-- begin PASSAGE TO READ --
How to Find Outliers with SQL

Last modified: July 03, 2019

Use ORDER BY

A fast way to identify outliers is to sort the relevant values in both ascending and descending order. This allows you to quickly skim through the highest and lowest values. If you have a sense of what you are expecting from your data, this can help you quickly identify any unexpected values.

If we were looking at the ages of friends, we’d expect to see values that fall into the range of ages for adults. Let’s take a look at what we see in the example below.

To sort our values, we could use the following query.

SELECT full_name,
age
FROM friends
ORDER BY age

Here’s what a sample query could look like.

Sample of query sorted by age

By sorting we can easily identify anomalies within the data. We don’t expect any of our friends to have an age of 1, so this outlier is likely an error.

Because this is a small dataset, we can also view the final lines in our results. An age of 999 is not a possible value for the age of our friends, and we can see that we have a missing value.

If we had a larger dataset but wanted to quickly view the end of our data, we could do so by adding DESC to our ORDER BY statement.

SELECT full_name,
age
FROM friends
ORDER BY age DESC

This method can be great for identifying obvious outliers that quickly stand out. However, it may miss some other details in the data. For example, if we have less knowledge of the expected values in our dataset, there may be enough outliers that they don’t stand out with just a quick look at the high and low values.

It’s often helpful to be able to use a more statistical method for identifying outliers.

Using NTILE

One statistical method of identifying outliers is through the use of the interquartile range, or IQR. When we find values that fall outside of 1.5 times the range between our first and third quartiles, we typically consider these to be outliers.
-- end PASSAGE TO READ --
-- begin MATERIAL SUPPLIED --
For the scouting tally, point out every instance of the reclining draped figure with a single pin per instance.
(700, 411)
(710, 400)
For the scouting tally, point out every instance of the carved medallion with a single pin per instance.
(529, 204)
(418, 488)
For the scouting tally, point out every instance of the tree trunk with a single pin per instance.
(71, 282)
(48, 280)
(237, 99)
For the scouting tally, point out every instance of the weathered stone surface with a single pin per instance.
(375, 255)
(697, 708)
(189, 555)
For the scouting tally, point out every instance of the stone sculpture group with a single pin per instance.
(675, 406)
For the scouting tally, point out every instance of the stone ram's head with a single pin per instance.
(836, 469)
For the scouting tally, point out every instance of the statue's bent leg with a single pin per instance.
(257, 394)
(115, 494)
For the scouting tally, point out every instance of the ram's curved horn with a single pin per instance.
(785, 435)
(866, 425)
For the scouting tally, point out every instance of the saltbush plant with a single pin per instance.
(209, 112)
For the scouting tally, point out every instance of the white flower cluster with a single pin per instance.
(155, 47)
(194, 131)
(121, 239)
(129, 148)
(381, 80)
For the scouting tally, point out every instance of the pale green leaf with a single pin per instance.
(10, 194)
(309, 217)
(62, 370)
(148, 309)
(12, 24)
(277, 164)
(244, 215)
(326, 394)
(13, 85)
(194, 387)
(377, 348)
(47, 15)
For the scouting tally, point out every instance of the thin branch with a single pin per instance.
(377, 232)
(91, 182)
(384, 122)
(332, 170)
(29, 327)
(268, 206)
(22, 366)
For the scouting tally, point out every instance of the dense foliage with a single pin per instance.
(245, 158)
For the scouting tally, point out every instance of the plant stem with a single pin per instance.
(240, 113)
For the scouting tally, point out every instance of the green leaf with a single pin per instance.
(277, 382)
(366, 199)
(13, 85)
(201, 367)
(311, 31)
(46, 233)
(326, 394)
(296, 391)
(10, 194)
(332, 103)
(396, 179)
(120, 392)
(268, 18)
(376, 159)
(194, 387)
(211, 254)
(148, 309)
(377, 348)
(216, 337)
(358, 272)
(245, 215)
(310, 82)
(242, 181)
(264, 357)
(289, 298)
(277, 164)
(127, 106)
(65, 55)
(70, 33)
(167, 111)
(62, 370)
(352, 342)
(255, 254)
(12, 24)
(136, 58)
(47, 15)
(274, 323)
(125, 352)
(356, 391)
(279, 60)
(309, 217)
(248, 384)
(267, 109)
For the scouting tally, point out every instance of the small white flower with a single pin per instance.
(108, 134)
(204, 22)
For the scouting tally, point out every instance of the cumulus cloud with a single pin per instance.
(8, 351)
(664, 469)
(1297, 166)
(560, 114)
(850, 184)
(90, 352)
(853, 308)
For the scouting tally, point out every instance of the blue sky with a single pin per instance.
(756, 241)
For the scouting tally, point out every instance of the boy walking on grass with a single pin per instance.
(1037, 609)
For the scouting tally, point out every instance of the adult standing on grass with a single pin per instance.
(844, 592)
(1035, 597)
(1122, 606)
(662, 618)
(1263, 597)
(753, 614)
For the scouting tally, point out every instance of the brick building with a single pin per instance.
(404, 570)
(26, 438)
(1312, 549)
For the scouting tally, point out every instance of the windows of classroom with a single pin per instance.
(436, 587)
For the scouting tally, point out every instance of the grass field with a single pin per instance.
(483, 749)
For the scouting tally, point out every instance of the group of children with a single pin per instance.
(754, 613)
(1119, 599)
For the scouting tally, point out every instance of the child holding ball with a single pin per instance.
-- end MATERIAL SUPPLIED --
**REQUIREMENTS**
**1)** Update the part of the SQL outliers tutorial starting at "A fast way to" and ending at "could look like." so that "friends" becomes "coworkers".
**2)** List every line of the listing that contains the word "white".
The SQL tutorial and the listing have nothing to do with each other.

**EXERCISE RESULTS**
**1)**
A fast way to identify outliers is to sort the relevant values in both ascending and descending order. This allows you to quickly skim through the highest and lowest values. If you have a sense of what you are expecting from your data, this can help you quickly identify any unexpected values.

If we were looking at the ages of coworkers, we’d expect to see values that fall into the range of ages for adults. Let’s take a look at what we see in the example below.

To sort our values, we could use the following query.

SELECT full_name,
age
FROM coworkers
ORDER BY age

Here’s what a sample query could look like.

**2)**
For the scouting tally, point out every instance of the white flower cluster with a single pin per instance.
For the scouting tally, point out every instance of the small white flower with a single pin per instance.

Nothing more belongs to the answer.